**** 所给摘录

提供空对象的 PHP 类

Question

我的 index.php 页面有这段代码，默认用户访问主页。

<?php 
require_once ( "config.php" );
$action = isset( $_GET['action'] ) ? $_GET['action'] : "";
switch ( $action ) {
  case 'seeAll':
    seeAll();
    break;
  case 'viewResource':
    viewResource();
    break;
  default:
    homepage();
}

function homepage() {
  $results = array();
  $learnData = Resource::getHomePageTiles( 'learn' );
  $practiceData = Resource::getHomePageTiles( 'practice' );
  $elseData = Resource::getHomePageTiles( 'else' );
  $results['learn'] = $learnData;
  $results['practice'] = $practiceData;
  $results['else'] = $elseData;
  $results['pageTitle'] = "Couch To Code";
  require_once ( "templates/homepage.php" );
}

它调用了我的 Resource 类的 getHomePageTiles 方法。 这是 Resource 类和 getHomePageTiles 方法的代码。

class Resource {
  public $id = null;
  public $title = null;
  public $summary= null;
  public $url = null;
  public $content = null;
  public $category = null;
  public $is_free = null; //????

********

» **给定任务**
请列出摘录中 homepage() 函数给 $results 数组赋值时用到的所有键名。

**** 数据

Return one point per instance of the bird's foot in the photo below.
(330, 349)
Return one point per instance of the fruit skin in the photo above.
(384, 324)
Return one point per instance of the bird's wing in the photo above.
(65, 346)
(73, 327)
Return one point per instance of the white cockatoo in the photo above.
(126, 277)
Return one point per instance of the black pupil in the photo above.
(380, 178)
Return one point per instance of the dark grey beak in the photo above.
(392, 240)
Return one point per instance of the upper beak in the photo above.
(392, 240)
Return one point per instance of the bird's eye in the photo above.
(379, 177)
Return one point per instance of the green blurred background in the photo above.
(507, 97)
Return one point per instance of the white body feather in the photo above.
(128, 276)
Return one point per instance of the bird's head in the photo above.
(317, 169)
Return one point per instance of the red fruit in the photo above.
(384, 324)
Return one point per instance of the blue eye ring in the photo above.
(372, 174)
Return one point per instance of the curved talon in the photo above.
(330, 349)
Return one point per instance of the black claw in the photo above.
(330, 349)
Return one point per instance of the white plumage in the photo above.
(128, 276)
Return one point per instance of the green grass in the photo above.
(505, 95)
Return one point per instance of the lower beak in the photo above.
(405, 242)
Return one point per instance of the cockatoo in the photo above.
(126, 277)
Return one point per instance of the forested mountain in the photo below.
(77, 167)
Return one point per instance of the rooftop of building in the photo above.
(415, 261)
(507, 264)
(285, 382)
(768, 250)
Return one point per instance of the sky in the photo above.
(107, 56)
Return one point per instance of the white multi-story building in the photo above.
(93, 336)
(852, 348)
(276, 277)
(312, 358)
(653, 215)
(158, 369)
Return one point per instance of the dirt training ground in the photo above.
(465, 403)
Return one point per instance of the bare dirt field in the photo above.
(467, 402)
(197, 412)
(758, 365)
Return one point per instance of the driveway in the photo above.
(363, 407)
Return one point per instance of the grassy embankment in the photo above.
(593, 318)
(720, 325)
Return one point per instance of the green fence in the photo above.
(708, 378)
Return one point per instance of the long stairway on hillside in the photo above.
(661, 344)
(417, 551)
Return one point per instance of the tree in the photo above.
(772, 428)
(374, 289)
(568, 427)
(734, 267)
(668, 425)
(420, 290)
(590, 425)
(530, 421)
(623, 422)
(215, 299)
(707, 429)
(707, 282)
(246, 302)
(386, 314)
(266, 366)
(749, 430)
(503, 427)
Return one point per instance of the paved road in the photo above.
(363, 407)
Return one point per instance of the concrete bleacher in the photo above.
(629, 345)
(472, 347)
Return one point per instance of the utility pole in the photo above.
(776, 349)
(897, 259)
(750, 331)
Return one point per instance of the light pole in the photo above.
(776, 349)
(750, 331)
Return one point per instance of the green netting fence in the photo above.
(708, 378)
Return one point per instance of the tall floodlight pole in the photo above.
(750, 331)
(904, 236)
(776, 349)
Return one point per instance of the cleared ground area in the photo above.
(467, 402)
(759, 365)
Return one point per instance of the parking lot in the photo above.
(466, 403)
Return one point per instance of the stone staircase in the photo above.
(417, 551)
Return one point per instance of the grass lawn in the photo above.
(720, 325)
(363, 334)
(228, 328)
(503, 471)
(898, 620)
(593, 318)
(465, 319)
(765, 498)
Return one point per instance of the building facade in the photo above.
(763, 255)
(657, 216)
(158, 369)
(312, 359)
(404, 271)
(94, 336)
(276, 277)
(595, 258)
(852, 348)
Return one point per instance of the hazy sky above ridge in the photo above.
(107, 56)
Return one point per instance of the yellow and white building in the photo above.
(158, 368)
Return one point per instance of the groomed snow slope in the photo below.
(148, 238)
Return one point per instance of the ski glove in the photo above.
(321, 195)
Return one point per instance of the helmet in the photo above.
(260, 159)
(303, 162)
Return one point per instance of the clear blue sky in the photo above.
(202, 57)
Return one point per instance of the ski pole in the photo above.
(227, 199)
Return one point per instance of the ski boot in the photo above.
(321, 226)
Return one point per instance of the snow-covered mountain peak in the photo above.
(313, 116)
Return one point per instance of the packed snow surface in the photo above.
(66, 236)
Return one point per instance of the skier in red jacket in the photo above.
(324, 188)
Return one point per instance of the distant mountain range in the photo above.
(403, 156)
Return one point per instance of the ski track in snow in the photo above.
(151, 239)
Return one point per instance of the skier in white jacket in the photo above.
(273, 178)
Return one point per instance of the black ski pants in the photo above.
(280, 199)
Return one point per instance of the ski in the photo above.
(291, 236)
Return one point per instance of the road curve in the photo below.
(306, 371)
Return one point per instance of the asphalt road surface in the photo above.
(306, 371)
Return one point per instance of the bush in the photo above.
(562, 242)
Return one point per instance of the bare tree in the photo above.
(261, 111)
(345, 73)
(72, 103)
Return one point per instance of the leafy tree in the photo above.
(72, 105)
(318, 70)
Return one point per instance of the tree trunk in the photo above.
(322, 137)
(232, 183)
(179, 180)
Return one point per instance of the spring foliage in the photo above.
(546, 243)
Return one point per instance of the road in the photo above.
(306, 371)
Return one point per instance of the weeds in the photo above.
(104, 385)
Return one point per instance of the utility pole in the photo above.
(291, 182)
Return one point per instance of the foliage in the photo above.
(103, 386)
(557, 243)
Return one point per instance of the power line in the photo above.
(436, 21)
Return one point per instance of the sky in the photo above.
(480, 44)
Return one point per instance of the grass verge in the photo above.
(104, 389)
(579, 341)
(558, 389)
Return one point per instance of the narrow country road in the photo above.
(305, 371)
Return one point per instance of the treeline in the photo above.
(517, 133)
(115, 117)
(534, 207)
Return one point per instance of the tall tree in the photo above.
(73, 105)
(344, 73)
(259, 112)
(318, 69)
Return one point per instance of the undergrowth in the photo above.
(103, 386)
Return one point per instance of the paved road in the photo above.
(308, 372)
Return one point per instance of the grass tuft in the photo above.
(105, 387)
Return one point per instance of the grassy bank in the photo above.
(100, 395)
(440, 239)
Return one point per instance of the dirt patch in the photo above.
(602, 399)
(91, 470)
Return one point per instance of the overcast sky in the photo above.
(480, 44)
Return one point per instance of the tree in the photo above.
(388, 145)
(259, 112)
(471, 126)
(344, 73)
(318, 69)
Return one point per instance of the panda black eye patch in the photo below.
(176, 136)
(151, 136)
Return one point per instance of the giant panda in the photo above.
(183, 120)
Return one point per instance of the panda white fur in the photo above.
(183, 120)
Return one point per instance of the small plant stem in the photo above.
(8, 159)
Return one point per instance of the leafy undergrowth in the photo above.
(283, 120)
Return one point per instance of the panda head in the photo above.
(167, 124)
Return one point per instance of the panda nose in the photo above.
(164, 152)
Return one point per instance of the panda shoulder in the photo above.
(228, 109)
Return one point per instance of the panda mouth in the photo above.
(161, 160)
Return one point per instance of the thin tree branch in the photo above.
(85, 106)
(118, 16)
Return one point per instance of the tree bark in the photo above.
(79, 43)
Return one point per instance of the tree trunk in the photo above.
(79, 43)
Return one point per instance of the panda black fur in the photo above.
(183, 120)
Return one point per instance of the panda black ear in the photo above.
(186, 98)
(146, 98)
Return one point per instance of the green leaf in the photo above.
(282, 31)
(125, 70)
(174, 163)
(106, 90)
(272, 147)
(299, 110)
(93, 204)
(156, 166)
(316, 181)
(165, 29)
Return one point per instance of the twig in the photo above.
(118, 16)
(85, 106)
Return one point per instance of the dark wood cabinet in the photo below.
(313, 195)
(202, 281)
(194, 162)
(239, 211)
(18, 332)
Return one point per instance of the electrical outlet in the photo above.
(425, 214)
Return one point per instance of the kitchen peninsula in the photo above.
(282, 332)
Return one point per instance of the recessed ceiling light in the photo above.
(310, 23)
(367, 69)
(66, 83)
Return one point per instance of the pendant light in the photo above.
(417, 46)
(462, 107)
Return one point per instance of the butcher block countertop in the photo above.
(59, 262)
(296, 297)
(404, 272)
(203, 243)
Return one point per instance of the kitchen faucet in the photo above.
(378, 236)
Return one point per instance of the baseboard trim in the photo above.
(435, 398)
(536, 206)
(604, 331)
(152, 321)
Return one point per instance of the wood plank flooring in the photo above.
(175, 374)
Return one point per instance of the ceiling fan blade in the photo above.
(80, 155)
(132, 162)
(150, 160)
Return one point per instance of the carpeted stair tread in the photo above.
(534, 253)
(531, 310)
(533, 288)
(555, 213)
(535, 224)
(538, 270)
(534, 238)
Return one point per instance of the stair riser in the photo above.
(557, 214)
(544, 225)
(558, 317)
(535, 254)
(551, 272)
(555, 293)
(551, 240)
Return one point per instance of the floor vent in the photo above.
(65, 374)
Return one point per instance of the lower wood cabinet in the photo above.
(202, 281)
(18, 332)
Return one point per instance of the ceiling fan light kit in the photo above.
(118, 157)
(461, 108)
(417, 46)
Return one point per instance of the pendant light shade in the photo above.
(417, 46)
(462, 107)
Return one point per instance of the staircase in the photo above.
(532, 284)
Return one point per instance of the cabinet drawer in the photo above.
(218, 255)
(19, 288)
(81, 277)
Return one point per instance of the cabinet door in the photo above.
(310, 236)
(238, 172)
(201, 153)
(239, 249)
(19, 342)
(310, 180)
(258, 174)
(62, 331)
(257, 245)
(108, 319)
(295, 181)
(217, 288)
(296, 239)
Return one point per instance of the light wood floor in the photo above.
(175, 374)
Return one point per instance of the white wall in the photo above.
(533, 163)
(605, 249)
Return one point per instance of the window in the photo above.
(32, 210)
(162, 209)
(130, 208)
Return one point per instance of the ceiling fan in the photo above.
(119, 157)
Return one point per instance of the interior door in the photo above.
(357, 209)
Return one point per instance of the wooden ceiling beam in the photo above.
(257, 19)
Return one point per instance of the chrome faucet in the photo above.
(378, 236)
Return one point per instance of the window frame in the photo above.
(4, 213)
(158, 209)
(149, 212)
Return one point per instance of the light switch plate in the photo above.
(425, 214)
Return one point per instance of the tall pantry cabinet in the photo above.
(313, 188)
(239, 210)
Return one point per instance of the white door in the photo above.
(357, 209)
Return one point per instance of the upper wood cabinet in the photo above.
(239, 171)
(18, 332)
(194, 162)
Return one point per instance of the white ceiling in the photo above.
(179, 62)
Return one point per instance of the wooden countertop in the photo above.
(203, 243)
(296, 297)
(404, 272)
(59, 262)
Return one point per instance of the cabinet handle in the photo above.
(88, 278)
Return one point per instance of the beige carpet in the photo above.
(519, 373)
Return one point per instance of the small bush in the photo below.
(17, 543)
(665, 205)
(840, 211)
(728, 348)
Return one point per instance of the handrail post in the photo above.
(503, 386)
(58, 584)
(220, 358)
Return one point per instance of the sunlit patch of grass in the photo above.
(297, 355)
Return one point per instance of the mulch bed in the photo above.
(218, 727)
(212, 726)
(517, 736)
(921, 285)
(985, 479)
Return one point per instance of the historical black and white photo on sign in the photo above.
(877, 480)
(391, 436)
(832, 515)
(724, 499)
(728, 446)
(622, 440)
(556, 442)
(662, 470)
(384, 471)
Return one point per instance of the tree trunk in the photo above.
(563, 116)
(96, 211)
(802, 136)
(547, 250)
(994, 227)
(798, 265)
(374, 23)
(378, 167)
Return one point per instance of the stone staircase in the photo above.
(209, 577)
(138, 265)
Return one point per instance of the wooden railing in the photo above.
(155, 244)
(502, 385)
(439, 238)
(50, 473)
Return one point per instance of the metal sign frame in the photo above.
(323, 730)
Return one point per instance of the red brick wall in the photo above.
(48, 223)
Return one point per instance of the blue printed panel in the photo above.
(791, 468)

********

» **练习答案**
'learn'、'practice'、'else'、'pageTitle'